**Reading passage:**
+++++

Do you lose your right to die if sentenced to death row?

The Ninth Circuit, as I recall, wrote a powerful opinion about a decade ago championing the right to die for certain individuals.  However, today in Comer v. Schriro, No. 98-99003 (9th Cir. Sept. 12, 2006) (available here), the Ninth Circuit essentially denies that right to an Arizona death row defendant who is eager to waive all his appeals and be executed.

I discussed Comer here last month when the Ninth Circuit denied the defendant's motion to dismiss his long-pending habeas appeal in order to allow the state of Arizona to proceed with his execution.  Today we finally get a ruling on the merits, though I am certain this will not be the last judicial word on this case.  (Indeed, I see the big question going forward in Comer as being whether an en banc hearing will come before a possible cert grant.)

+++++

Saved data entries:
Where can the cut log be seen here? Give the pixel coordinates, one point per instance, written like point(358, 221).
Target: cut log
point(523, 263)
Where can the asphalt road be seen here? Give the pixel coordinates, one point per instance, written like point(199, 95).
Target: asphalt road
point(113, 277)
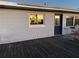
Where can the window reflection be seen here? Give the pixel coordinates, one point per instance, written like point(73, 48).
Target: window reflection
point(36, 19)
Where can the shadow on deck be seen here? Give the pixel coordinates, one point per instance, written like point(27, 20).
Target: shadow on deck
point(53, 47)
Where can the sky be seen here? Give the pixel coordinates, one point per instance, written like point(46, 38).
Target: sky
point(54, 3)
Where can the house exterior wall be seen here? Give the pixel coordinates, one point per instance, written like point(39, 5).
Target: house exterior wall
point(14, 26)
point(67, 29)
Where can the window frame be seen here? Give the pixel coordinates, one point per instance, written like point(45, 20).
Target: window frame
point(37, 25)
point(73, 20)
point(76, 19)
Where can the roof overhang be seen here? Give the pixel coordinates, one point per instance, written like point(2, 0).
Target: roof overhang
point(39, 8)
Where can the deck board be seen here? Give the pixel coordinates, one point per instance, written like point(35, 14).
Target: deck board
point(53, 47)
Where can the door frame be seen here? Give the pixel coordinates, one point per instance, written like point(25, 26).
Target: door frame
point(61, 24)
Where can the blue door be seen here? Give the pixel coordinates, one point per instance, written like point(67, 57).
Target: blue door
point(58, 24)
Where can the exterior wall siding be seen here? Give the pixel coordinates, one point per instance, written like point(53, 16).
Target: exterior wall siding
point(67, 29)
point(14, 26)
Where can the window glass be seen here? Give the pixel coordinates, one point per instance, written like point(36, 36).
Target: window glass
point(69, 20)
point(36, 19)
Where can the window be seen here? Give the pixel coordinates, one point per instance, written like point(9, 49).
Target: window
point(57, 20)
point(69, 20)
point(77, 20)
point(36, 19)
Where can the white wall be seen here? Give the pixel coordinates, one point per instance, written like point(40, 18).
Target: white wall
point(67, 29)
point(14, 26)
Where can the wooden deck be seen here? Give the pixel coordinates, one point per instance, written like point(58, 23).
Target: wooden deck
point(53, 47)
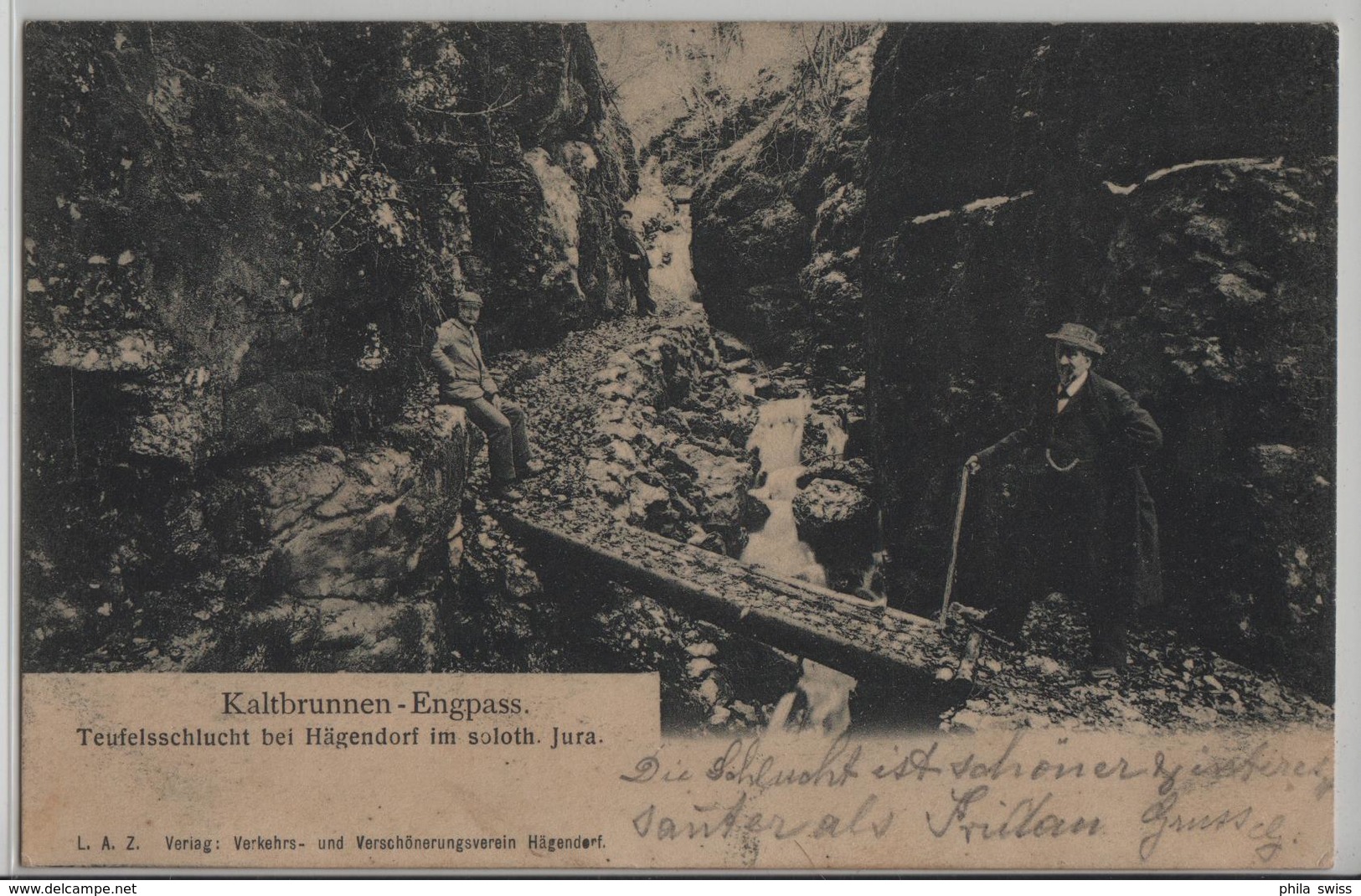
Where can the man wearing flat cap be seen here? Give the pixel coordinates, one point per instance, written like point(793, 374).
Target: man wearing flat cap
point(1096, 533)
point(464, 380)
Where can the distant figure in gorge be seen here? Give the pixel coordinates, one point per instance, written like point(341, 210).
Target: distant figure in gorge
point(1092, 519)
point(464, 380)
point(636, 263)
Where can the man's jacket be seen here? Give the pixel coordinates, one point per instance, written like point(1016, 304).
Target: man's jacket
point(1116, 437)
point(457, 358)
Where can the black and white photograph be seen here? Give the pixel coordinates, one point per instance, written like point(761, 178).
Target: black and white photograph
point(849, 378)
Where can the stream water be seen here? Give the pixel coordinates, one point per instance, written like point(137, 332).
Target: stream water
point(821, 699)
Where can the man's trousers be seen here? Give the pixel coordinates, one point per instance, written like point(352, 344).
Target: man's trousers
point(508, 435)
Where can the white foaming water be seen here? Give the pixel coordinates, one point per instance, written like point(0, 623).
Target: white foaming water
point(674, 275)
point(822, 695)
point(777, 435)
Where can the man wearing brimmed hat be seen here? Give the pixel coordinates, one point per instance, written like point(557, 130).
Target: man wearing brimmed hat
point(464, 380)
point(1096, 533)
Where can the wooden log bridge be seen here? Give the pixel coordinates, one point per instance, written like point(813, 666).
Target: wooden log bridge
point(864, 641)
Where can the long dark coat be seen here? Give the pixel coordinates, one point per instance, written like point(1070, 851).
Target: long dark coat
point(1115, 512)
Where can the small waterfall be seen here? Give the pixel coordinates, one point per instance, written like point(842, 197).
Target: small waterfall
point(777, 435)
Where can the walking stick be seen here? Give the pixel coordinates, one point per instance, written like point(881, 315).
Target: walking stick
point(954, 545)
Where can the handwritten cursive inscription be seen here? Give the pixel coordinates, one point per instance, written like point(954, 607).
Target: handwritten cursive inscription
point(1158, 819)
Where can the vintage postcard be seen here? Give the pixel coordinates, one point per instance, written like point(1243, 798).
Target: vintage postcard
point(678, 445)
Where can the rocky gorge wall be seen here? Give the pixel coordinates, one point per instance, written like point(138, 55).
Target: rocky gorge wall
point(239, 240)
point(777, 217)
point(1173, 187)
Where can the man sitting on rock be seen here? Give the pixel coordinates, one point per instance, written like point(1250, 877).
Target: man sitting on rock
point(464, 380)
point(1096, 534)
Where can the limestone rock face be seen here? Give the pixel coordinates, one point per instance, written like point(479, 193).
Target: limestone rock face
point(829, 509)
point(777, 219)
point(1173, 188)
point(237, 241)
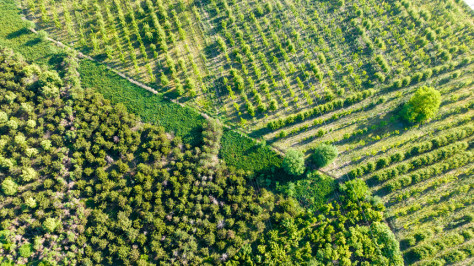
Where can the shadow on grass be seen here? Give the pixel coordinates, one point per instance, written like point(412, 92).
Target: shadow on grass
point(33, 42)
point(18, 33)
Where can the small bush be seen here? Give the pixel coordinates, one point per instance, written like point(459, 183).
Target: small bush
point(422, 106)
point(293, 163)
point(323, 155)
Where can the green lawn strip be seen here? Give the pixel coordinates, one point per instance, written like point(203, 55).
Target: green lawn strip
point(16, 36)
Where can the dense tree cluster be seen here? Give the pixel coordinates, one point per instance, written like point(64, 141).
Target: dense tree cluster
point(422, 106)
point(83, 182)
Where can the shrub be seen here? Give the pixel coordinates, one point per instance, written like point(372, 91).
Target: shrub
point(50, 224)
point(293, 163)
point(422, 106)
point(26, 250)
point(323, 155)
point(9, 187)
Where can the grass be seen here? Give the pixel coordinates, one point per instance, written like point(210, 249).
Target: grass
point(237, 150)
point(183, 121)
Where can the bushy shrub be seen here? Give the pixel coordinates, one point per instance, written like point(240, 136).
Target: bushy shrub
point(422, 106)
point(50, 224)
point(9, 187)
point(293, 163)
point(323, 155)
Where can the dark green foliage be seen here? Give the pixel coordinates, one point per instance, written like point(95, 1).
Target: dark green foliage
point(113, 191)
point(323, 155)
point(244, 153)
point(184, 122)
point(293, 162)
point(422, 106)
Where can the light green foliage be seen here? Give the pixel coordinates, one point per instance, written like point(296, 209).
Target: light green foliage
point(27, 108)
point(20, 140)
point(355, 189)
point(31, 123)
point(3, 117)
point(30, 202)
point(293, 162)
point(323, 155)
point(50, 224)
point(9, 187)
point(46, 144)
point(388, 244)
point(50, 78)
point(422, 106)
point(12, 124)
point(50, 91)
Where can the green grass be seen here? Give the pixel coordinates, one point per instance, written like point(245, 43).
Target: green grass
point(183, 121)
point(13, 34)
point(239, 151)
point(244, 153)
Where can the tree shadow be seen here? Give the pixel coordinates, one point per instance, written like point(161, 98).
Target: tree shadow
point(18, 33)
point(33, 42)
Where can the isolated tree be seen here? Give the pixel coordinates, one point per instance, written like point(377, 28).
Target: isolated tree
point(50, 224)
point(9, 187)
point(293, 163)
point(323, 155)
point(422, 106)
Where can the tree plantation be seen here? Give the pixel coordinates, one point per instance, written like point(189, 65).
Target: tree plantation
point(85, 183)
point(236, 132)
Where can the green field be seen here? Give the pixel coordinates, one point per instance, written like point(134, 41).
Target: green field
point(287, 75)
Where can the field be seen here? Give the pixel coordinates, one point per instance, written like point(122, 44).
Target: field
point(293, 75)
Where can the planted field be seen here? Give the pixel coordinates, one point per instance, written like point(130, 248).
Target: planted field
point(300, 73)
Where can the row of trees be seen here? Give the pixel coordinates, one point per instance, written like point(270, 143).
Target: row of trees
point(83, 182)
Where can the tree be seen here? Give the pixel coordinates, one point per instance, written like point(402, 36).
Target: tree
point(293, 163)
point(422, 106)
point(9, 187)
point(50, 224)
point(323, 155)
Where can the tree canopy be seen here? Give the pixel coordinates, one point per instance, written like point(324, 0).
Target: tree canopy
point(423, 105)
point(293, 163)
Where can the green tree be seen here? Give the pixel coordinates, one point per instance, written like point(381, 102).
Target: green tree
point(26, 250)
point(422, 106)
point(293, 163)
point(9, 187)
point(323, 155)
point(50, 224)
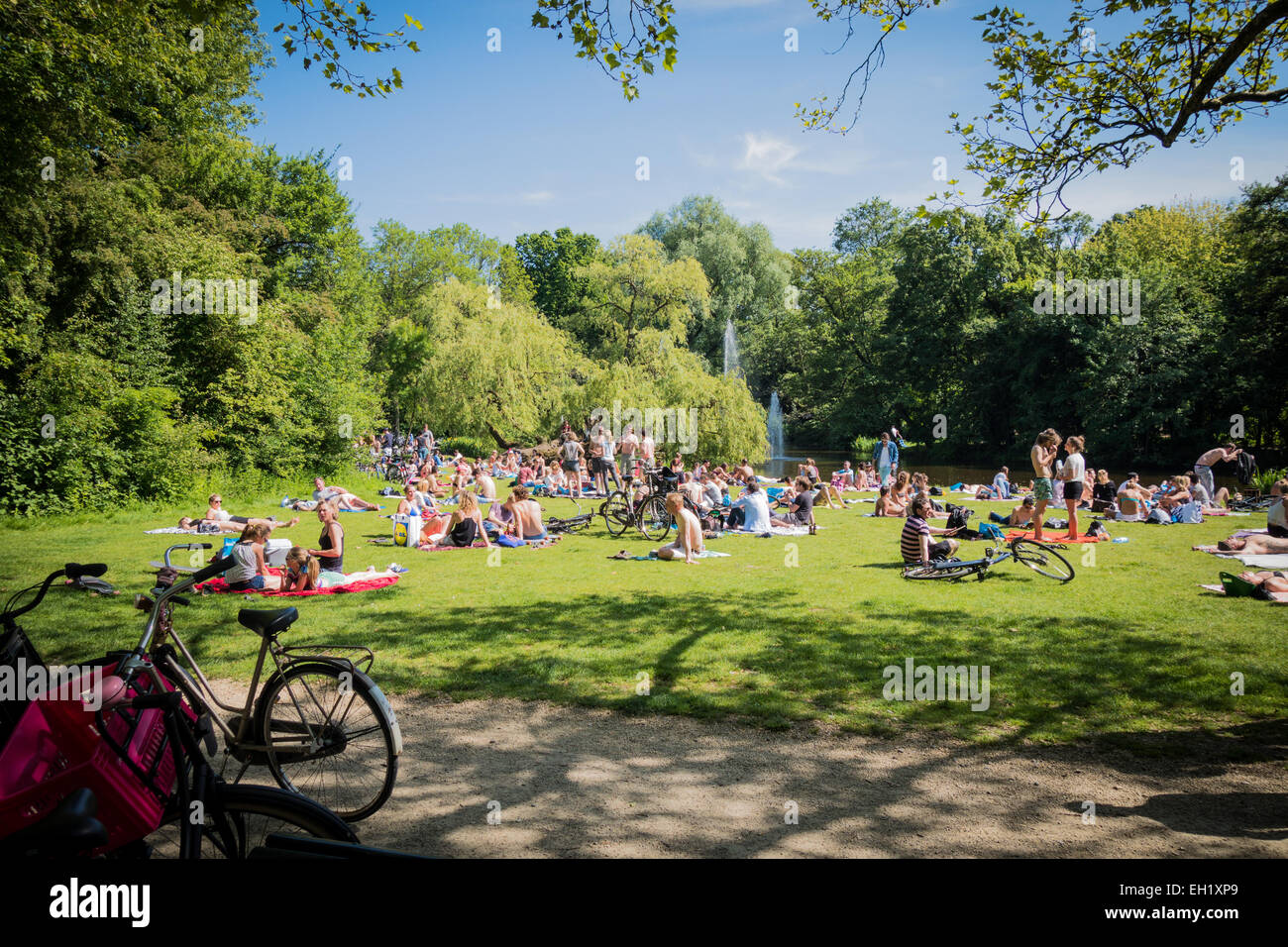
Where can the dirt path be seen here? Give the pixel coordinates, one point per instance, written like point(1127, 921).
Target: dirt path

+++++

**Exercise:**
Copy out the passage about Comer v. Schriro word for word, from start to finish. These entries were taken from a separate source.

**Response to this task:**
Do you lose your right to die if sentenced to death row?

The Ninth Circuit, as I recall, wrote a powerful opinion about a decade ago championing the right to die for certain individuals.  However, today in Comer v. Schriro, No. 98-99003 (9th Cir. Sept. 12, 2006) (available here), the Ninth Circuit essentially denies that right to an Arizona death row defendant who is eager to waive all his appeals and be executed.

I discussed Comer here last month when the Ninth Circuit denied the defendant's motion to dismiss his long-pending habeas appeal in order to allow the state of Arizona to proceed with his execution.  Today we finally get a ruling on the merits, though I am certain this will not be the last judicial word on this case.  (Indeed, I see the big question going forward in Comer as being whether an en banc hearing will come before a possible cert grant.)